### PROBLEM DETAILS
Convert every line of the entries below into a Markdown table with two columns, Row and Line, placing a running number in Row and the line's text in Line. Leave out blank lines.

——

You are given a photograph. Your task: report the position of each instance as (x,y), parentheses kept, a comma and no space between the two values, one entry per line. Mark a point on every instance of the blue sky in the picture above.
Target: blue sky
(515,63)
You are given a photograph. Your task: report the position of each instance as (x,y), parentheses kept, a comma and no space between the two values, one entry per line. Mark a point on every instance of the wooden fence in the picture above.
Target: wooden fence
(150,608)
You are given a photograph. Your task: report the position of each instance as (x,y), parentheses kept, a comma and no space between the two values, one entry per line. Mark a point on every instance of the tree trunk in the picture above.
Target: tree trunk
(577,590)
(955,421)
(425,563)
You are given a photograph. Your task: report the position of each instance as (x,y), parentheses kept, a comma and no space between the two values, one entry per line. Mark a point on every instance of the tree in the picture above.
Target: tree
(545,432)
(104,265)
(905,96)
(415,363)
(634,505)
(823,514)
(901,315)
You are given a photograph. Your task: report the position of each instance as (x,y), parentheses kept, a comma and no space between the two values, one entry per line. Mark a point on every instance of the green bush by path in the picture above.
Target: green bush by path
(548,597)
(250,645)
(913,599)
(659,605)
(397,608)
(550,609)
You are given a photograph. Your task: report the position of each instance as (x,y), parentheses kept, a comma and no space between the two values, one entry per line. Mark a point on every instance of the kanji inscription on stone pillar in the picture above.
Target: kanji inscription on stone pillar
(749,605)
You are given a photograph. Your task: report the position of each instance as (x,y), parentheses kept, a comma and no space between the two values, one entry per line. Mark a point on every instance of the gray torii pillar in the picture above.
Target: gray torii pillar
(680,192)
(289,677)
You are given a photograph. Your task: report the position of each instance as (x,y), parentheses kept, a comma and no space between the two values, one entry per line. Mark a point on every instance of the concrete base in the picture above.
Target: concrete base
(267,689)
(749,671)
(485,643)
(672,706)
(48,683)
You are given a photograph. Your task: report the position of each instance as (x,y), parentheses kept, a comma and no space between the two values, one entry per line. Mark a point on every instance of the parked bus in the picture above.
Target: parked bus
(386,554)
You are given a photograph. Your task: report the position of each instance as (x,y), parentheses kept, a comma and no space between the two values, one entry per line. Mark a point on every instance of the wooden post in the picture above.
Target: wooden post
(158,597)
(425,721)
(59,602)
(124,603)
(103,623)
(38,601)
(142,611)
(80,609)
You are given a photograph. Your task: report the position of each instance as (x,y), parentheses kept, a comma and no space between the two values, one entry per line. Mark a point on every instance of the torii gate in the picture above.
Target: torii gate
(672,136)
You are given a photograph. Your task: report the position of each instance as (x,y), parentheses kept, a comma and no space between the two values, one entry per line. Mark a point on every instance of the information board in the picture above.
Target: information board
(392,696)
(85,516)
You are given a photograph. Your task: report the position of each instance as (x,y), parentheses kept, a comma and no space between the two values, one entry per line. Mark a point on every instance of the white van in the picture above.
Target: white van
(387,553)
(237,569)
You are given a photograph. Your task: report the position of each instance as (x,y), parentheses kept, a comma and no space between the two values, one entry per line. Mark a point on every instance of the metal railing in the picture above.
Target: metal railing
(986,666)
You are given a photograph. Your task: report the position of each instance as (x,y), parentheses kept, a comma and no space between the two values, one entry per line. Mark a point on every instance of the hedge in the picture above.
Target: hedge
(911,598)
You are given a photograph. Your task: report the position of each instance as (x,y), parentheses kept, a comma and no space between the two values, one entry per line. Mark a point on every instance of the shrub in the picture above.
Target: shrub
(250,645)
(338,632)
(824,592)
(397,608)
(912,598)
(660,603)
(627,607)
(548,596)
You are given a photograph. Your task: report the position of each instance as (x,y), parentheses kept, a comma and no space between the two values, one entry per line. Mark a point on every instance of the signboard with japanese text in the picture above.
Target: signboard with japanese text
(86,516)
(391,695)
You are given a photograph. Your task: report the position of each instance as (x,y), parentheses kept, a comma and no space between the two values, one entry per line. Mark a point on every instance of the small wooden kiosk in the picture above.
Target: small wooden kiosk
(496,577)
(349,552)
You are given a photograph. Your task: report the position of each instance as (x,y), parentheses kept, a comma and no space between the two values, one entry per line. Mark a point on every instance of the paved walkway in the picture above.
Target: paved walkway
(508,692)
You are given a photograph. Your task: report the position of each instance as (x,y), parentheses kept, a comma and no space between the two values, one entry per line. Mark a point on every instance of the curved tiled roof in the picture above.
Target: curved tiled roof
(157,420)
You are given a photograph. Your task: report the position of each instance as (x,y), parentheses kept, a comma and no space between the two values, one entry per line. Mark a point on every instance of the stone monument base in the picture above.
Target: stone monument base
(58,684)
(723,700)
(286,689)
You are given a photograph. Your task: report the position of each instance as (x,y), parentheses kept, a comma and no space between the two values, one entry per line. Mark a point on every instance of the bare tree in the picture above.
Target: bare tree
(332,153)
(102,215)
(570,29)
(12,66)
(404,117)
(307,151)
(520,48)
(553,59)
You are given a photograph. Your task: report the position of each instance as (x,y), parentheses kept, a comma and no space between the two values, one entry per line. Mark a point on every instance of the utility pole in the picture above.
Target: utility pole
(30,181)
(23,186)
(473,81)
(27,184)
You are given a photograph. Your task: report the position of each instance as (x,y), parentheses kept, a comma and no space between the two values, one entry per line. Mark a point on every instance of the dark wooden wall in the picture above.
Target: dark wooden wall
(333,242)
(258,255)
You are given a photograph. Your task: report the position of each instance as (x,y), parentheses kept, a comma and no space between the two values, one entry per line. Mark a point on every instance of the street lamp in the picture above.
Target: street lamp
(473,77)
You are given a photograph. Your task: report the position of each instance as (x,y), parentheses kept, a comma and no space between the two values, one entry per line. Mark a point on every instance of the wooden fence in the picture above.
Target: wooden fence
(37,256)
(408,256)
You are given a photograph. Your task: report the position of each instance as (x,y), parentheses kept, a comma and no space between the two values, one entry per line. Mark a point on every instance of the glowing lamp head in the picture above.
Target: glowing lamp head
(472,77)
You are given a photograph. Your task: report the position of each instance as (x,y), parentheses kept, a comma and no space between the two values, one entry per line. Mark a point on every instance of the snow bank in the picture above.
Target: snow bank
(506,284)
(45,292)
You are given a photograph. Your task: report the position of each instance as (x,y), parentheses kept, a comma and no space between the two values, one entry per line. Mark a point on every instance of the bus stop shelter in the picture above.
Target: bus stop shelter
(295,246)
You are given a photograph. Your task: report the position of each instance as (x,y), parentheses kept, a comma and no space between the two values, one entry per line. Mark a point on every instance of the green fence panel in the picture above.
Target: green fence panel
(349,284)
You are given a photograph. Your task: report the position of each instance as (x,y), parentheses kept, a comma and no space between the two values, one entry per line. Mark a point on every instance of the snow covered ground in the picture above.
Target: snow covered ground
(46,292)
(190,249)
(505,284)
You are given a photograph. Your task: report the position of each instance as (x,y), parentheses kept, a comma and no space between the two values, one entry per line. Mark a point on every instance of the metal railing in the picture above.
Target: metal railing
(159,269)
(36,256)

——

### SOLUTION TO THIS EXERCISE
| Row | Line |
|---|---|
| 1 | You are given a photograph. Your task: report the position of each instance as (x,y), parentheses kept, a comma and no space between the two values, one entry per line. Mark a point on every instance of the blue sky in the picture above. |
| 2 | Target: blue sky |
| 3 | (515,63) |
| 4 | You are given a photograph. Your task: report the position of each instance as (x,y), parentheses kept, a comma and no space between the two values, one entry per line. Mark a point on every instance of the wooden fence in the picture above. |
| 5 | Target: wooden fence |
| 6 | (150,608) |
| 7 | You are given a photograph. Your task: report the position of each instance as (x,y), parentheses kept, a comma and no space between the two values, one entry per line. Mark a point on every instance of the tree trunk in the picture above. |
| 8 | Target: tree trunk |
| 9 | (577,590) |
| 10 | (955,421) |
| 11 | (425,563) |
| 12 | You are given a photograph. Your task: report the position of each instance as (x,y), parentheses kept, a comma and no space between the two values, one entry per line. Mark a point on every instance of the tree in the picture above. |
| 13 | Target: tree |
| 14 | (545,432) |
| 15 | (104,265) |
| 16 | (905,96) |
| 17 | (415,363) |
| 18 | (634,505) |
| 19 | (823,514) |
| 20 | (901,315) |
| 21 | You are given a photograph. Your task: report the position of each instance as (x,y), parentheses kept, a comma and no space between the two values, one entry per line. Mark a point on every instance of the green bush by path in the picture above. |
| 22 | Target: green bush by path |
| 23 | (548,597) |
| 24 | (250,645) |
| 25 | (913,599) |
| 26 | (659,605) |
| 27 | (397,608) |
| 28 | (550,609) |
| 29 | You are given a photograph. Your task: report the position of each instance as (x,y), parentheses kept, a comma and no space between the two values, one entry per line. Mark a point on every instance of the kanji inscription on stone pillar in the picture above. |
| 30 | Target: kanji inscription on stone pillar |
| 31 | (749,605) |
| 32 | You are given a photograph. Your task: report the position of each instance as (x,y), parentheses kept, a comma and no space between the two values, one entry per line. Mark a point on every instance of the gray torii pillar in the picture above. |
| 33 | Target: gray torii pillar |
| 34 | (680,192) |
| 35 | (289,677) |
| 36 | You are given a photograph. Your task: report the position of each instance as (x,y), parentheses kept, a comma and no space between the two values, one entry per line. Mark a point on every instance of the concrete base in the picture above. |
| 37 | Target: concrete base |
| 38 | (267,689) |
| 39 | (749,671) |
| 40 | (485,643) |
| 41 | (672,706) |
| 42 | (48,683) |
| 43 | You are given a photograph. Your task: report the position of each instance as (x,y), parentheses kept, a comma and no space between the two values, one entry per line. Mark a point on every instance of the parked bus in the picture above. |
| 44 | Target: parked bus |
| 45 | (386,554) |
| 46 | You are given a photograph. Your task: report the position of each instance as (x,y), parentheses kept, a comma and no space between the two values, one entry per line. Mark a point on every instance of the wooden post in the picture above. |
| 47 | Target: wooden post |
| 48 | (158,597) |
| 49 | (425,721) |
| 50 | (59,602) |
| 51 | (124,603) |
| 52 | (103,623) |
| 53 | (38,601) |
| 54 | (142,611) |
| 55 | (80,609) |
| 56 | You are given a photograph. Your task: report the position of each instance as (x,y), parentheses kept, a comma and no space between the two values, one entry per line. Mark a point on every instance of the torii gate in the picture above. |
| 57 | Target: torii gate |
| 58 | (672,136) |
| 59 | You are given a photograph. Your task: report the position of each instance as (x,y), parentheses kept, a comma and no space between the two values, one entry per line. Mark a point on every instance of the information board in the picture above. |
| 60 | Target: information board |
| 61 | (392,696) |
| 62 | (85,516) |
| 63 | You are given a photograph. Your task: report the position of each instance as (x,y), parentheses kept, a comma and no space between the two values, one entry per line. Mark a point on every instance of the white van in the picture above. |
| 64 | Target: white van |
| 65 | (387,553) |
| 66 | (237,569) |
| 67 | You are given a photograph. Your task: report the position of each instance as (x,y), parentheses kept, a comma and no space between the two values, one entry per line. Mark a point on every instance of the metal railing in the picture above. |
| 68 | Target: metal railing |
| 69 | (986,666) |
| 70 | You are given a photograph. Your task: report the position of each instance as (x,y), parentheses kept, a comma and no space between the two values, one entry per line. Mark a point on every instance of the hedge in the picture above. |
| 71 | Target: hedge |
| 72 | (911,598) |
| 73 | You are given a photograph. Your task: report the position of each instance as (x,y), parentheses kept, a comma and no space between the two values, one entry per line. Mark a point on every instance of the shrub in the picture above. |
| 74 | Target: shrub |
| 75 | (250,645) |
| 76 | (338,632) |
| 77 | (824,592) |
| 78 | (397,608) |
| 79 | (912,598) |
| 80 | (660,603) |
| 81 | (627,607) |
| 82 | (548,596) |
| 83 | You are given a photograph. Your task: report the position of each instance as (x,y), parentheses kept, a comma and no space between the two values, one entry per line. Mark a point on every instance of the signboard with japanese text in the picture above. |
| 84 | Target: signboard with japanese text |
| 85 | (86,516) |
| 86 | (391,695) |
| 87 | You are given a photograph. Your task: report the position of each instance as (x,y), parentheses kept, a comma and no space between the two values, one entry per line. Mark a point on every instance of the small wooden kiosk in the picture above. |
| 88 | Target: small wooden kiosk |
| 89 | (496,577) |
| 90 | (349,552) |
| 91 | You are given a photograph. Your task: report the position of each instance as (x,y), parentheses kept, a comma and no space between the two values, one entry per line. Mark a point on every instance of the paved walkway in the picture above. |
| 92 | Target: paved walkway |
| 93 | (508,692) |
| 94 | You are given a photograph. Your task: report the position of each instance as (x,y), parentheses kept, a comma and no space between the two values, one entry per line. Mark a point on every instance of the curved tiled roof in the picture above. |
| 95 | Target: curved tiled roof |
| 96 | (157,420) |
| 97 | You are given a photograph. Your task: report the position of each instance as (x,y), parentheses kept, a comma and no space between the two values, one entry per line. Mark a point on every instance of the stone monument base in the picture above. |
| 98 | Target: stone monument base |
| 99 | (58,684) |
| 100 | (723,700) |
| 101 | (286,689) |
| 102 | You are given a photograph. Your task: report the position of each instance as (x,y), parentheses kept, a comma and no space between the two values, one entry per line. Mark a point on every instance of the bare tree in the picture above. |
| 103 | Target: bare tree |
| 104 | (332,153) |
| 105 | (102,215) |
| 106 | (570,29) |
| 107 | (12,66) |
| 108 | (404,117) |
| 109 | (307,151) |
| 110 | (520,48) |
| 111 | (553,59) |
| 112 | You are given a photograph. Your task: report the position of each instance as (x,y), parentheses kept, a comma and no space between the two values, one entry per line. Mark a point on every instance of the utility pole in the picture above. |
| 113 | Target: utility pole |
| 114 | (30,181) |
| 115 | (23,186) |
| 116 | (473,81) |
| 117 | (27,184) |
| 118 | You are given a photograph. Your task: report the position of each instance as (x,y), parentheses kept, a comma and no space between the two values, one entry per line. Mark a point on every instance of the dark wooden wall in the picture above. |
| 119 | Target: dark wooden wall |
| 120 | (333,242) |
| 121 | (258,255) |
| 122 | You are given a photograph. Your task: report the position of each instance as (x,y), parentheses kept, a comma and no space between the two values, one entry per line. Mark a point on every instance of the street lamp in the picture above. |
| 123 | Target: street lamp |
| 124 | (473,77) |
| 125 | You are given a photograph. Your task: report the position of each instance as (x,y), parentheses kept, a comma and no space between the two values, one entry per line. Mark a point on every instance of the wooden fence in the picture above. |
| 126 | Target: wooden fence |
| 127 | (37,256) |
| 128 | (408,256) |
| 129 | You are given a photograph. Your task: report the position of each instance as (x,y), parentheses kept, a comma and no space between the two values, one entry per line. Mark a point on every instance of the glowing lamp head in the picture above. |
| 130 | Target: glowing lamp head |
| 131 | (472,77) |
| 132 | You are given a photograph. Your task: report the position of each instance as (x,y), parentheses kept, a comma and no space between the two values, one entry per line. Mark a point on every instance of the snow bank in the picture above. |
| 133 | Target: snow bank |
| 134 | (506,284) |
| 135 | (45,292) |
| 136 | You are given a photograph. Your task: report the position of each instance as (x,y), parentheses kept, a comma and no space between the two values, one entry per line. Mark a point on every instance of the bus stop shelter in the picture above. |
| 137 | Target: bus stop shelter |
| 138 | (295,246) |
| 139 | You are given a photograph. Your task: report the position of each instance as (x,y), parentheses kept, a comma and no space between the two values, one entry per line. Mark a point on every instance of the green fence panel in the picture above. |
| 140 | Target: green fence panel |
| 141 | (349,284) |
| 142 | You are given a photograph. Your task: report the position of each instance as (x,y), parentheses kept, a comma and no space between the two values, one entry per line. Mark a point on every instance of the snow covered ground in the picture above. |
| 143 | Target: snow covered ground |
| 144 | (46,292) |
| 145 | (190,249) |
| 146 | (505,284) |
| 147 | You are given a photograph. Your task: report the position of each instance as (x,y), parentheses kept, a comma and no space between the two values, one entry per line. Mark a point on every instance of the metal railing in the picture above. |
| 148 | Target: metal railing |
| 149 | (159,269) |
| 150 | (36,256) |